Dataset entries:
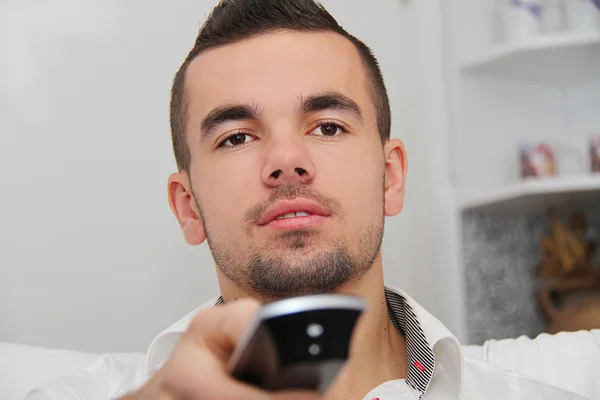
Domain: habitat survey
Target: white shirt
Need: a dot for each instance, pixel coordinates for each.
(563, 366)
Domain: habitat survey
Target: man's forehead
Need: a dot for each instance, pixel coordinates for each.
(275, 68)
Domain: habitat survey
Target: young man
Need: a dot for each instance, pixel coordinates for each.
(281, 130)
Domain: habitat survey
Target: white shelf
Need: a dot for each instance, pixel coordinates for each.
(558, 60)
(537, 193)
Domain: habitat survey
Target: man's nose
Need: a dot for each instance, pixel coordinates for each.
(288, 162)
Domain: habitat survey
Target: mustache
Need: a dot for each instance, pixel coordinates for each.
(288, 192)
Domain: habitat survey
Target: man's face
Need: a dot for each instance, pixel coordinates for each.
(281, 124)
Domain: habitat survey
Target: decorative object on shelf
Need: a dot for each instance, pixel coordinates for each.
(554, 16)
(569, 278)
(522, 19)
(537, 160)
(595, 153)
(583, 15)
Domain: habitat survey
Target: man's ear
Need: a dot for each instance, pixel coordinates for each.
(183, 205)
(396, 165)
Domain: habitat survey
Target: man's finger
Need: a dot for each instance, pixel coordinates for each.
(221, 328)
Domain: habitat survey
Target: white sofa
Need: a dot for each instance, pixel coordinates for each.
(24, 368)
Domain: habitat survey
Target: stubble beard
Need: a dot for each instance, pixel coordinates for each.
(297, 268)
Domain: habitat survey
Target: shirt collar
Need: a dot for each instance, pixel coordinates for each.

Instructions to follow: Pick out every line in the items above that contains the string "white", and copy each one. Case counts.

Task solution:
Target: white shirt
Target: white shelf
Target: white sofa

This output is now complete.